**Exercises**
a: Answer from the passage on Nuplazid:
(i) What was Nuplazid's original base price?
(ii) As of March 31st of 2018, how many deaths had been reported among patients on the drug?
(iii) In what year are studies on Nuplazid expected?
b: Can you copy the passage on Nuplazid word for word, starting at "Since Nuplazid was" and ending at "in the article."?

**Selected text**
══════════

Since Nuplazid was approved in 2016, Acadia raised its price twice from the original base price of $24,000 to more than $33,000. “There have been 6,800 reports of adverse events for patients on the drug, including 887 deaths” as of March 31st of 2018. In more than 400 instances Nuplazid was associated with worsening hallucinations—“one of the very symptoms it was supposed to treat.” After a CNN report about adverse events related to Nuplazid in April of 2018, the FDA began an evaluation. There are more examples of drugs-gone-bad after approval in the article.
Although the FDA expedites drug approvals, it will wait ten years or more for the post-marketing studies manufacturers agree to do when their drug is approved. Studies on Nuplazid aren’t expected until 2021. One of the reasons post-marketing studies take so long to complete is the fact it’s harder to recruit patients to risk being given a placebo when the drug is available on the market. In addition, the manufacturer no longer has a financial incentive to study its impact since the drug is on the market and could lose money if the results are negative. “Of post-marketing studies agreed to by manufacturers in 2009 and 2010, 20 percent had not started five years later, and another 25 percent were still ongoing.”

══════════

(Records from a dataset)
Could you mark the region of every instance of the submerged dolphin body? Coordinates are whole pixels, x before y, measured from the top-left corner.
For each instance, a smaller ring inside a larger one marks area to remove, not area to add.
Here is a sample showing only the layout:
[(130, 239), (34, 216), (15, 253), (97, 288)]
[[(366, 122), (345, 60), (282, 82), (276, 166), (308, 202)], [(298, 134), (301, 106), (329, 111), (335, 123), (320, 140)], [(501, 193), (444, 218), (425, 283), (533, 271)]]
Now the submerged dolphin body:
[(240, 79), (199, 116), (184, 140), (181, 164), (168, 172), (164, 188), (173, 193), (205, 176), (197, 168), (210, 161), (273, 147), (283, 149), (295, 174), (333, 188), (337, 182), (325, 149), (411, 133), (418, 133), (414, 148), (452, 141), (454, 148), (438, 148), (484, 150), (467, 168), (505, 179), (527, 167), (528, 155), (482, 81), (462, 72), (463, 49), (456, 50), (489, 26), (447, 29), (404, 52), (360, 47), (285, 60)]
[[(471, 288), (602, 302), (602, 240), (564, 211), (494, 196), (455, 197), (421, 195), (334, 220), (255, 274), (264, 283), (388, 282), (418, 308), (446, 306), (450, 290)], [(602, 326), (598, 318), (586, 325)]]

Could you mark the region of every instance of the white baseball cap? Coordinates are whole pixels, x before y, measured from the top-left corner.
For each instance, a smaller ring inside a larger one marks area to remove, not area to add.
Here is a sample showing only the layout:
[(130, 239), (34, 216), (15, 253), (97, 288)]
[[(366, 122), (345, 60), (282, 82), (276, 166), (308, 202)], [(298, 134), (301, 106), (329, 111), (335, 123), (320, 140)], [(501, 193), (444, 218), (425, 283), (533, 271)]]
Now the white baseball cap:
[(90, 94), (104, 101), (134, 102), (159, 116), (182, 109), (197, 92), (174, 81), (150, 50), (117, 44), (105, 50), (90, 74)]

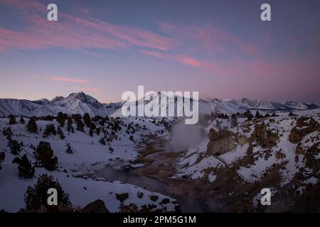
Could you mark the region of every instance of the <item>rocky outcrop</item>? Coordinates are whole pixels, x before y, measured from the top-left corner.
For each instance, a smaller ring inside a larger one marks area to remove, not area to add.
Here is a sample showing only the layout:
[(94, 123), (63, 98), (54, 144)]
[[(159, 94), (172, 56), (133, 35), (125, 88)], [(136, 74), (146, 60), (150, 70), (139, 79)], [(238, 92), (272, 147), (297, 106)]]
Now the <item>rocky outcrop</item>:
[(108, 209), (105, 207), (105, 202), (100, 199), (90, 203), (85, 206), (82, 210), (82, 213), (109, 213)]
[(219, 155), (233, 150), (237, 147), (235, 134), (226, 129), (219, 132), (211, 128), (209, 133), (210, 141), (207, 145), (207, 154)]
[(320, 126), (311, 117), (302, 116), (297, 119), (296, 125), (290, 131), (289, 140), (293, 143), (298, 143), (307, 134), (320, 131)]
[(265, 122), (255, 125), (250, 141), (257, 142), (262, 148), (271, 148), (277, 145), (279, 136), (270, 131)]

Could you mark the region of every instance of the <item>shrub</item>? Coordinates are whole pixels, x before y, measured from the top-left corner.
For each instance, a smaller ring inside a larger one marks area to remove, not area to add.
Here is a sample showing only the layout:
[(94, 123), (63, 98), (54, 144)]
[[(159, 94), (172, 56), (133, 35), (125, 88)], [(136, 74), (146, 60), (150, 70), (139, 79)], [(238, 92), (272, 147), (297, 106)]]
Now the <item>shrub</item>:
[(65, 138), (65, 134), (63, 134), (63, 131), (61, 129), (61, 127), (58, 126), (57, 133), (58, 133), (58, 135), (60, 135), (60, 138), (61, 140), (63, 140)]
[(17, 140), (10, 140), (8, 142), (8, 147), (10, 148), (10, 151), (14, 155), (17, 155), (21, 151), (21, 148), (23, 146), (22, 142), (18, 143)]
[(20, 123), (26, 123), (26, 121), (24, 121), (24, 118), (23, 118), (23, 117), (22, 116), (20, 118), (19, 121), (20, 121)]
[(67, 131), (68, 131), (69, 133), (73, 133), (75, 132), (75, 130), (73, 129), (73, 118), (70, 118), (70, 117), (69, 117), (69, 118), (68, 118)]
[(65, 150), (65, 152), (68, 154), (73, 153), (73, 149), (71, 148), (70, 143), (67, 144), (67, 150)]
[(31, 133), (38, 133), (38, 126), (34, 118), (31, 118), (28, 124), (26, 125), (27, 131)]
[(65, 126), (65, 116), (62, 112), (58, 113), (57, 121), (61, 127), (63, 127)]
[(33, 155), (38, 166), (43, 167), (48, 171), (57, 169), (58, 157), (53, 157), (53, 150), (49, 143), (40, 141)]
[(58, 192), (58, 204), (59, 206), (70, 207), (71, 203), (69, 195), (65, 193), (58, 180), (46, 174), (39, 176), (36, 184), (32, 187), (28, 187), (24, 194), (24, 201), (26, 209), (30, 211), (37, 211), (40, 206), (44, 206), (49, 212), (58, 211), (58, 206), (49, 206), (47, 202), (48, 190), (54, 188)]
[(91, 118), (89, 114), (86, 113), (85, 115), (83, 115), (83, 121), (85, 121), (85, 125), (87, 127), (90, 127), (91, 126)]
[(46, 126), (45, 131), (43, 132), (43, 138), (46, 138), (50, 135), (57, 135), (55, 127), (53, 124), (50, 123)]
[(99, 140), (99, 142), (100, 142), (102, 145), (106, 145), (106, 143), (105, 143), (105, 140), (104, 138), (102, 138)]
[(22, 158), (16, 157), (12, 161), (12, 163), (17, 163), (18, 165), (18, 170), (19, 171), (19, 177), (23, 179), (29, 179), (33, 177), (34, 167), (31, 165), (26, 155), (22, 156)]
[(9, 125), (14, 125), (16, 123), (16, 118), (13, 114), (9, 115)]
[(2, 170), (1, 164), (4, 160), (5, 157), (6, 157), (6, 155), (5, 155), (4, 152), (0, 152), (0, 170)]

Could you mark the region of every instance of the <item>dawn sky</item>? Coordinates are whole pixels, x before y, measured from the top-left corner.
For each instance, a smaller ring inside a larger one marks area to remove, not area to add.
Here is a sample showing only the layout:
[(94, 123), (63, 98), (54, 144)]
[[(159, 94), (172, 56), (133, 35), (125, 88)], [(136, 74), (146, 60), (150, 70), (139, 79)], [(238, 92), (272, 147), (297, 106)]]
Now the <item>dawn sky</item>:
[[(47, 20), (47, 5), (58, 21)], [(263, 3), (272, 21), (260, 20)], [(320, 1), (0, 0), (0, 98), (320, 101)]]

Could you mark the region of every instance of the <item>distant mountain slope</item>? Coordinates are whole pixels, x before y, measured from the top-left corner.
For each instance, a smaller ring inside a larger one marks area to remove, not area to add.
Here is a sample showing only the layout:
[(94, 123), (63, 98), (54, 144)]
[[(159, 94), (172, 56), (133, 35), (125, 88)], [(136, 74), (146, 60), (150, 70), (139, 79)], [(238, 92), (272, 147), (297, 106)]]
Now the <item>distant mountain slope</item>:
[(39, 99), (28, 101), (23, 99), (0, 99), (0, 116), (9, 114), (26, 116), (56, 115), (59, 111), (73, 114), (90, 116), (108, 116), (120, 108), (122, 103), (102, 104), (95, 98), (83, 92), (72, 93), (68, 97), (57, 96), (53, 100)]
[[(146, 106), (151, 106), (155, 102), (159, 103), (159, 95), (145, 97), (143, 102)], [(168, 97), (166, 97), (168, 98)], [(182, 96), (177, 97), (181, 101)], [(181, 103), (181, 102), (178, 102)], [(56, 96), (51, 101), (46, 99), (36, 101), (24, 99), (0, 99), (0, 116), (9, 114), (23, 115), (26, 116), (55, 115), (59, 111), (73, 114), (84, 114), (88, 113), (90, 116), (122, 116), (121, 107), (124, 102), (104, 104), (97, 99), (83, 92), (72, 93), (68, 97)], [(139, 102), (139, 105), (142, 105)], [(164, 106), (160, 106), (164, 108)], [(200, 114), (211, 113), (232, 114), (242, 113), (247, 109), (252, 112), (260, 111), (262, 113), (274, 111), (294, 111), (297, 110), (309, 110), (320, 108), (320, 104), (305, 103), (297, 101), (286, 101), (283, 103), (266, 101), (262, 99), (206, 99), (199, 100)], [(166, 106), (168, 113), (169, 109)], [(172, 114), (172, 113), (171, 113)]]

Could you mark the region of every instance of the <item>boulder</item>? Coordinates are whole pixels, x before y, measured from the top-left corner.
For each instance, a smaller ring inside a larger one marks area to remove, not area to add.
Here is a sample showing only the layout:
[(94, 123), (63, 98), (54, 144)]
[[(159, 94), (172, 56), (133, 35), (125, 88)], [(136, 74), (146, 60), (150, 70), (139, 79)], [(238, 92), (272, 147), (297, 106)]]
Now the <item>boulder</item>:
[(97, 199), (85, 206), (82, 210), (82, 213), (109, 213), (108, 209), (105, 207), (105, 202), (100, 199)]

══════════

**Answers by task**
a:
(i) $24,000
(ii) 887
(iii) 2021

b:
Since Nuplazid was approved in 2016, Acadia raised its price twice from the original base price of $24,000 to more than $33,000. “There have been 6,800 reports of adverse events for patients on the drug, including 887 deaths” as of March 31st of 2018. In more than 400 instances Nuplazid was associated with worsening hallucinations—“one of the very symptoms it was supposed to treat.” After a CNN report about adverse events related to Nuplazid in April of 2018, the FDA began an evaluation. There are more examples of drugs-gone-bad after approval in the article.